# WHAT THE TASK REQUIRES
Please reproduce the listing below in full, swapping every "one per line" for "each on its own line" and changing nothing else. Leave the pictures out of your version.

* * *

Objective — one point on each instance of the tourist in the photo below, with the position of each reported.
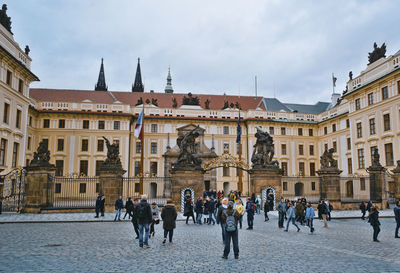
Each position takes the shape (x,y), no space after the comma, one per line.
(282,211)
(221,208)
(128,207)
(188,209)
(373,219)
(397,217)
(291,215)
(250,209)
(230,219)
(145,217)
(168,215)
(199,210)
(155,218)
(363,210)
(100,200)
(310,217)
(119,204)
(134,215)
(266,210)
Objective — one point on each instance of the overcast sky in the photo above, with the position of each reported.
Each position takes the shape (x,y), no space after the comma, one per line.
(212,46)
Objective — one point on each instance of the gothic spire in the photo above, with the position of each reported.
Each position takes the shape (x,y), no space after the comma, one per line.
(168,87)
(101,82)
(138,85)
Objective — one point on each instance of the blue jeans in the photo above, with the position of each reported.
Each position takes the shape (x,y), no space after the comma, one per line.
(146,227)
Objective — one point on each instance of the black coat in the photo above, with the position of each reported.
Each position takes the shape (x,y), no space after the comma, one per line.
(168,215)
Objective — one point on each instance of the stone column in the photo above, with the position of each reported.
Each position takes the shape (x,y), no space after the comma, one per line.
(39,188)
(329,186)
(111,185)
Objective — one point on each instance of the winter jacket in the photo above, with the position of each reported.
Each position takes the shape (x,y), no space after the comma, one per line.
(168,215)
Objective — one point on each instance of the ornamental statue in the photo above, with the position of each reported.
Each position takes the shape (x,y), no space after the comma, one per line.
(188,149)
(263,152)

* * *

# TASK SOLUTION
Objective — one point on each instance of the tourist in the photo below, with the position of each reported.
Each position takes the shape (x,y), no space after the comma, each on its own line.
(282,211)
(221,208)
(128,207)
(188,209)
(373,219)
(397,217)
(291,215)
(250,209)
(230,219)
(145,217)
(168,215)
(199,210)
(155,218)
(363,210)
(100,200)
(310,217)
(119,204)
(134,215)
(266,210)
Objective — one point on each instance of the overcast sky in the photo above, with the position of each reported.
Each position takes the shape (x,y), no space after the comma, each on its own line.
(212,46)
Objective — one point on each instance of the gothic spire in the photo above, with the position of each reported.
Each position takes the shape (x,y), no space after the comma, each on its own line.
(168,87)
(101,82)
(138,85)
Objective — one point on each instance of the blue jeans in the photo above, with the position of each reported.
Each position takes the shape (x,y), no space after the comma, each on its own line.
(146,227)
Objective — one point on each instance of the black coat in the photo above, with the position of each reported.
Each position takes the shape (x,y), no space after the comma, each on its own line.
(168,215)
Objective — one point on each instance of the stone column in the photo above, with the position of each reported.
Each position takes the shape (x,y), no space after the comma, each on its own line.
(39,188)
(329,186)
(111,185)
Objective — one point on each instance of the winter jacket in the photo above, with the position of each reported.
Each position takes the shape (x,y), no space after the comma, each on its own line.
(168,215)
Objective — one point on each instance of the ornamental statue in the photo above, with the position of each reported.
Each position takes the shape (x,y), no space after the comma, each on its own line.
(188,149)
(263,152)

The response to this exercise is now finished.